§ **Problem statement**
Copy the listing below, changing every "instance" to "match" and leaving all else as it stands. Omit the pictures from your copy.
---------------
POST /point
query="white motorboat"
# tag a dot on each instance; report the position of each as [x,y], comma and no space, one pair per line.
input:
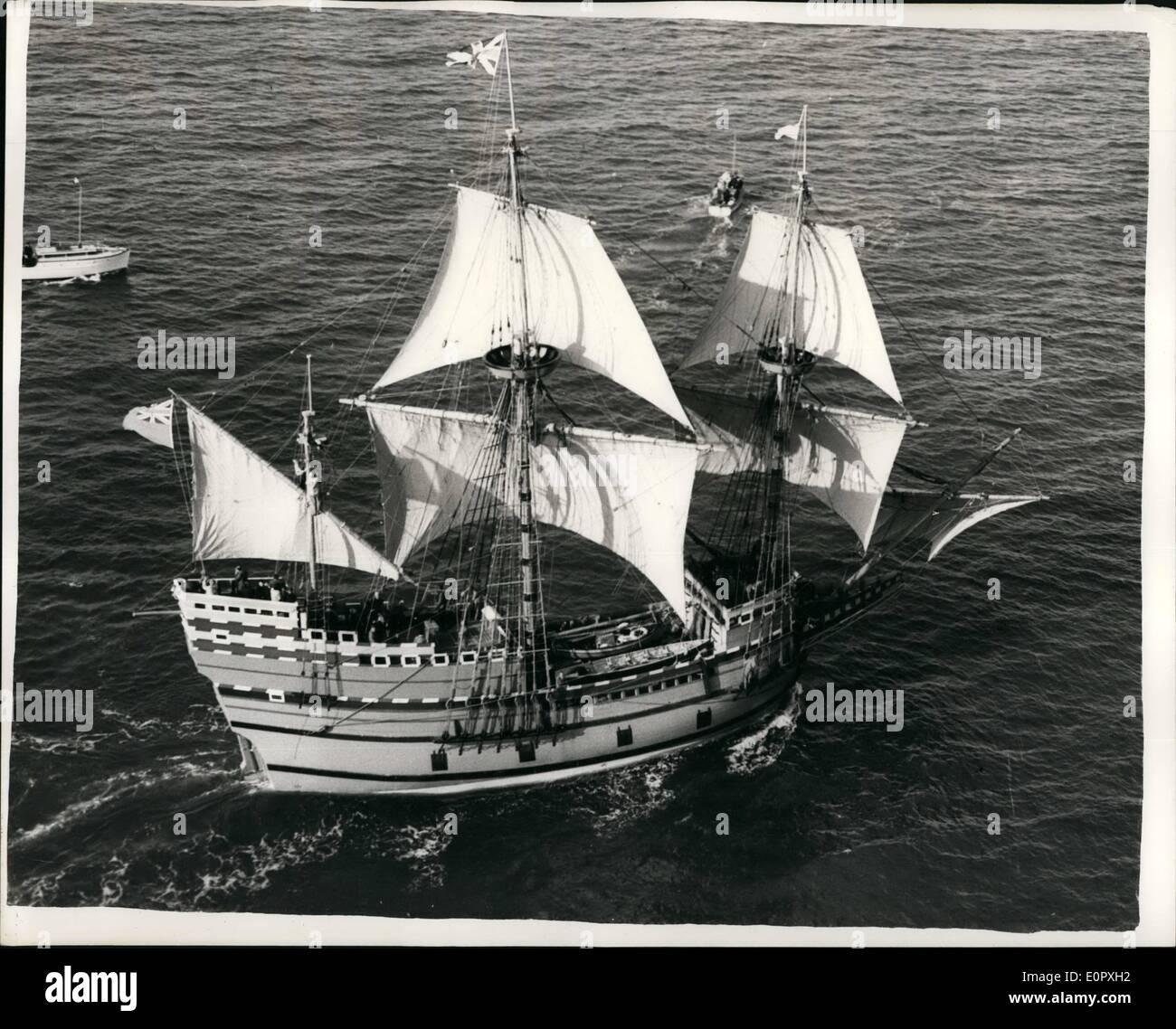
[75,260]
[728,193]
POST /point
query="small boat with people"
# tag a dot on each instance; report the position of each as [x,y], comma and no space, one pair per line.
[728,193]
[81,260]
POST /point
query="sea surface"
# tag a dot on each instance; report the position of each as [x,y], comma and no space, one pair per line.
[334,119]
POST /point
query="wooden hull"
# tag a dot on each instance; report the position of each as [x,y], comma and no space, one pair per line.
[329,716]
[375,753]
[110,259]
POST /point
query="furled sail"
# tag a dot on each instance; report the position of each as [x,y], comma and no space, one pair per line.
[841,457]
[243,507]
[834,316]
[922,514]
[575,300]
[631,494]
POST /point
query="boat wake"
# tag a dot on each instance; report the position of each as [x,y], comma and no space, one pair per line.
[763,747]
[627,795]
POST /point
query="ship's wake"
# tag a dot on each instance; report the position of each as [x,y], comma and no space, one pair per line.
---------------
§ **Written answer**
POST /point
query="white motorboat"
# tag a dot on each match; report the position of each as [x,y], comma and no space, one pair per line.
input:
[75,260]
[728,193]
POST /point
query="small boat with people"
# tag a dot on each match; report the position of each as [x,y], comma and no space, one pair per line.
[728,193]
[81,260]
POST /point
query="sea surface"
# tag a dot on each match; report the position of each as [x,y], comma and no space, one pair per line.
[334,119]
POST /point
query="wooden hull"
# tag a dot on each match; report the position of each as [x,y], comma and no space, one pair per line.
[329,716]
[375,753]
[110,259]
POST /point
query="furled sail"
# tag a dot on each match; report the position of each as [x,y], comma and no space, one pair per line.
[841,457]
[243,507]
[834,316]
[922,514]
[575,300]
[631,494]
POST /point
query="boat wake"
# tag a dot on each match; report the position of each as [x,y], comma and no space, one pair per line.
[763,747]
[627,795]
POST /point
query="ship's wake"
# tag a dot on each match; report the position of each as [x,y], comma and no space, one pair per line.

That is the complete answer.